§ **REQUIRED WORK**: Go through the entries below. Copy each line in which "else" appears.

□ □ □ □

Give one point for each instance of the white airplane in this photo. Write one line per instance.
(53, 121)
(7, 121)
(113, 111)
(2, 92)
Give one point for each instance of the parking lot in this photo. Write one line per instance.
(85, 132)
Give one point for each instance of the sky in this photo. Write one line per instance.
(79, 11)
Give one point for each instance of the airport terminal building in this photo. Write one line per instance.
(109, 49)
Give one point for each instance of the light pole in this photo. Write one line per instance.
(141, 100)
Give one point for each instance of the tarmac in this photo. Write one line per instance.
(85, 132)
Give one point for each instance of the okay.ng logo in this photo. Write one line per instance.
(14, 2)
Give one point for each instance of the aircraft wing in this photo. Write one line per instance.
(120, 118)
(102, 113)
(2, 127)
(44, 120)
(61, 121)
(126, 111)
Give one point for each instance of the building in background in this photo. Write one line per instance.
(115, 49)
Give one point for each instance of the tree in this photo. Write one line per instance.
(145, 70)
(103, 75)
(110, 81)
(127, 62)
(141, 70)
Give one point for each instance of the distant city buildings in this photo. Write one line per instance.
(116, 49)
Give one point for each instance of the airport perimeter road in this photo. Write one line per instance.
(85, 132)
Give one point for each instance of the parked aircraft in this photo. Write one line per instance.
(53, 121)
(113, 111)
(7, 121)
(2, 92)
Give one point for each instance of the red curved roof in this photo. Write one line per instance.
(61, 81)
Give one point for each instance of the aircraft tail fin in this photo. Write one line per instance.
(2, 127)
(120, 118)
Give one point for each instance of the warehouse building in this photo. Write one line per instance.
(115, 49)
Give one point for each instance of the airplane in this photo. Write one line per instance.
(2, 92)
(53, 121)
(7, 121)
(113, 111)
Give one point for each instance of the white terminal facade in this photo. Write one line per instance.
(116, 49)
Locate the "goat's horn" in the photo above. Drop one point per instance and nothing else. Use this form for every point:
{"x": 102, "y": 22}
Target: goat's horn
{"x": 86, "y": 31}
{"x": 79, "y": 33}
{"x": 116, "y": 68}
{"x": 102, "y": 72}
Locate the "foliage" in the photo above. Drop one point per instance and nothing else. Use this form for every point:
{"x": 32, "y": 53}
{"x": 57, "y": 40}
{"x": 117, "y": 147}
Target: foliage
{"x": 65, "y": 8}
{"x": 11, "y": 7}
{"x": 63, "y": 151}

□ □ □ □

§ **TASK RESULT**:
Locate the "goat's horn" in the photo above. Drop one point per instance and nothing else. Use this form for every point:
Locate the "foliage" in the photo above. Drop one point per instance and nothing else. Use this form for every point:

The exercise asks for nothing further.